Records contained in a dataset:
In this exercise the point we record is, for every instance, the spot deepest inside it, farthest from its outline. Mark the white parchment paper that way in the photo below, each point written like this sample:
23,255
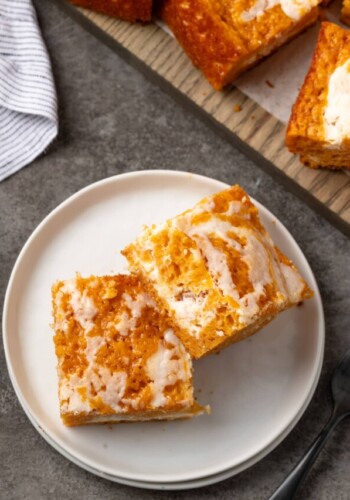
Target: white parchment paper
275,82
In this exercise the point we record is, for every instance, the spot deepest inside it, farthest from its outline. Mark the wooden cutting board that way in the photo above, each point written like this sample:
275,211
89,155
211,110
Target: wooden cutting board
252,129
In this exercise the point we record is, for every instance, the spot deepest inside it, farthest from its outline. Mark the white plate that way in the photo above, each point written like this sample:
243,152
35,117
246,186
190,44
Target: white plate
257,389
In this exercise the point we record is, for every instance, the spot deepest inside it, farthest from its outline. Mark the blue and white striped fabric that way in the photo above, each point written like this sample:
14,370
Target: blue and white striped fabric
28,104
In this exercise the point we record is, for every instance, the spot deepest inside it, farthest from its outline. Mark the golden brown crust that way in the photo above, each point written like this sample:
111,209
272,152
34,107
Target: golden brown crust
110,339
129,10
345,12
219,42
305,132
216,272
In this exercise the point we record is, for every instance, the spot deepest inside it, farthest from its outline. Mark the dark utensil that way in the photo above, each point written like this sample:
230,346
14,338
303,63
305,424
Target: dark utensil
340,386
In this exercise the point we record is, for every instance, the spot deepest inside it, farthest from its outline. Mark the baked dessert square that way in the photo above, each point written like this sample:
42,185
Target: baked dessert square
319,126
216,271
129,10
345,12
118,359
225,37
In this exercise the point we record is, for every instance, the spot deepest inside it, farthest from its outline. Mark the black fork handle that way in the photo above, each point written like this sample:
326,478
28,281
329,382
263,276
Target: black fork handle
290,485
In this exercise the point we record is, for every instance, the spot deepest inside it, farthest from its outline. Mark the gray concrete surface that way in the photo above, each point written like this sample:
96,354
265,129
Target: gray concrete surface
112,120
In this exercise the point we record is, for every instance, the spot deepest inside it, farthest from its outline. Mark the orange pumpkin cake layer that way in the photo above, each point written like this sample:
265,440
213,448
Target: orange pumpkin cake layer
345,12
319,127
225,37
216,271
118,359
129,10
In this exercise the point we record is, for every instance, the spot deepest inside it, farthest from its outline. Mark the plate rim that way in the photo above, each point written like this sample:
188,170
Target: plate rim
132,477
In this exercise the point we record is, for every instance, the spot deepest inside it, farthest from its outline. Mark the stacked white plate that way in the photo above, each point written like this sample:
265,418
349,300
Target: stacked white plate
257,389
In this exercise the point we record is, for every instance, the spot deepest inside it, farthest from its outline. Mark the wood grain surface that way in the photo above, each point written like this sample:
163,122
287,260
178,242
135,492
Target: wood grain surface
252,129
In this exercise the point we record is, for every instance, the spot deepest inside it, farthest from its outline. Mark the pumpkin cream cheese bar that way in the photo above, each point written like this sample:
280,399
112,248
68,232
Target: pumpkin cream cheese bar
345,12
118,359
225,37
129,10
319,127
216,271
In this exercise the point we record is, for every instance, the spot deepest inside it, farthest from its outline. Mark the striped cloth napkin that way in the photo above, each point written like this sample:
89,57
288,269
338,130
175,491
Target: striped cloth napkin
28,105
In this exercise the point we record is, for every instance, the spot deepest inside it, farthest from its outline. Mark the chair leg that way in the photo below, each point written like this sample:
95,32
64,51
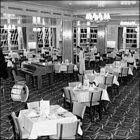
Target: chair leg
91,114
100,111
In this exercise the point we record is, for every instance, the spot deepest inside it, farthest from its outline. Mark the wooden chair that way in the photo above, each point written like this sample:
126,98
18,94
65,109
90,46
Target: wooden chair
66,130
20,132
32,105
123,75
68,98
109,82
79,111
80,78
95,100
88,71
116,87
73,84
18,79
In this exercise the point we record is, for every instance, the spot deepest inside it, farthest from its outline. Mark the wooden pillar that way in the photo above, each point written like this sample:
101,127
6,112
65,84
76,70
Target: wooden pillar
67,41
101,39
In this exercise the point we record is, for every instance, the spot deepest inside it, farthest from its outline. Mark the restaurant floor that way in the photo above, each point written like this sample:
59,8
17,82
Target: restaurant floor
120,122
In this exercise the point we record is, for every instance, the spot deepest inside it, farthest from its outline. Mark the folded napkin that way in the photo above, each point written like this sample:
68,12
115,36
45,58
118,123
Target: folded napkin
60,110
32,114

REQUIREMENT:
Can you reproduce all of the data above word for word, omitting the pictures?

RESPONSE FOR THIS EXERCISE:
In this exercise the point we record is, for every instance, the spot deepest inside it, farthest from its outline. Mark the white parchment paper that way in the photo below, each point written like this sample:
23,255
Target: white parchment paper
275,82
In this exercise the point we record is, for every instance, the spot deepest inside it, farthest from its outline. Mark the wooden cutting board that way in the photo above, each point written like this sample:
275,211
89,155
211,110
Target: wooden cutting board
252,129
In this exercise the point we record is, for every instance, the spot deepest inside it, farthest from its outline. Mark the white plate that way in the photo above, each point written like this sample:
243,152
35,117
246,186
190,44
Target: white plate
257,389
In this exercise the point we record is, for every instance, the spot deepest inside it, farthest from its outline. Mark the blue and white striped fabric that way in the photo above, each point written like this sample:
14,370
Target: blue and white striped fabric
28,104
In this exercise the point we record is, for every instance, the spot deepest inside it, farthest from its outline. Mark the golden brown crust that way in the photo above, each point written like this sample:
111,209
272,152
34,107
Target: golden brown crust
110,339
129,10
345,12
219,42
305,132
216,272
In this exercise the point we record is, for every instance, the spot deepest inside it, farthest from its outline. Mark the dark utensil that way in the photo above, each point written like this sample:
230,346
14,338
303,63
305,424
Target: dark utensil
340,386
In this exercise the point we record is, for every instance, the spot deepest inside it, farthest from its outline. Mark the baked dessert square that way in the photo above, each point written like this sample:
42,185
Target: baked dessert square
319,126
216,271
129,10
345,12
118,359
225,37
In this exercise the point we record is, for every instance, the spot deepest inside it, farthest from its outline. Mark the black fork handle that way in the photo above, each point written like this sample:
326,478
28,281
329,382
263,276
Target: black fork handle
290,485
In this exercise the point we record is, for every instance, the spot deepest inside it, farthest from its outline. Mark the gray concrete surface that way in the photo above, each point written like this sample:
96,354
265,129
Target: gray concrete surface
112,120
In this exercise the point we record is, for every instance, the spot deepest inside it, farthest from its outline. Mark the orange pumpkin cake layer that way in the photo above, each point written like this sample:
265,440
213,448
Target: orange pumpkin cake layer
345,12
319,127
225,37
216,271
118,359
129,10
In this exercise the point we record is, for every instance, the spot deepest inside it, farthest from its outline. Mark the plate rim that way in the photo above, each point written like this sample:
188,170
Target: plate rim
132,477
In this exercise the point we record is, for every instance, the spot deepest inside it, farthest from its outline. Mark the stacked white plate that way in the photo above, each point written like this sample:
265,418
349,300
Target: stacked white plate
257,389
In this exercise the point we record is, for every instance, the spot deepest inside it, farthest from its outline. Mark the wood grain surface that way in the photo above, each point written like this sample:
163,122
287,260
178,242
135,492
Target: wood grain surface
252,129
In this exercise the point we record is, for every instance, the spot deepest inside it, farthest from its outline. Mark the pumpkin cream cheese bar that way in the photo above, each point written like this sample:
280,399
112,248
68,232
Target: pumpkin cream cheese bar
345,12
118,359
225,37
129,10
319,127
216,271
In this exercise the point we record is, for every instance, the spot deepest inside it, farthest from its outline. Mark the striped cloth napkin that way in the photo above, each point written like this sample:
89,57
288,269
338,130
175,491
Target: striped cloth napkin
28,105
In this exercise the point we record is, for every instance, the spot deepest inside it, farthest from its outline. Mark the chair leg that way in the photo below, each point written like this sample:
95,32
64,51
Target: chair leg
91,114
100,111
In this exercise the point we record is, for every instance, the spot deepest inside it, farthest from its outline. Mark the wooden chair that way in the photo above, each point written like this sample:
126,98
18,94
65,109
90,46
Target: wooden chair
66,130
20,132
32,105
123,75
68,98
109,82
79,111
80,78
95,100
88,71
116,87
73,84
18,79
In this exercise the point we record is, for every instance, the spot deepest inside it, farthest from its outline. Mark the wooden pillar that way in the photo above, each point written like this sample:
101,127
6,112
65,84
76,70
Target: wooden pillar
67,41
101,39
In this exercise the point we record is, for every instance, the spot deepest inside it, farthest from its outline. Mark the restaurant floor that way in the photo above, each point written like this sample:
59,8
17,82
Target: restaurant floor
120,122
In this exercise the point we record is, for every instance, the spot deepest inside it, farthest from its outline. Mark the folded napkin that way in the photo above, each point written like this sample:
68,12
115,36
45,58
118,123
Target: folded napkin
60,110
32,114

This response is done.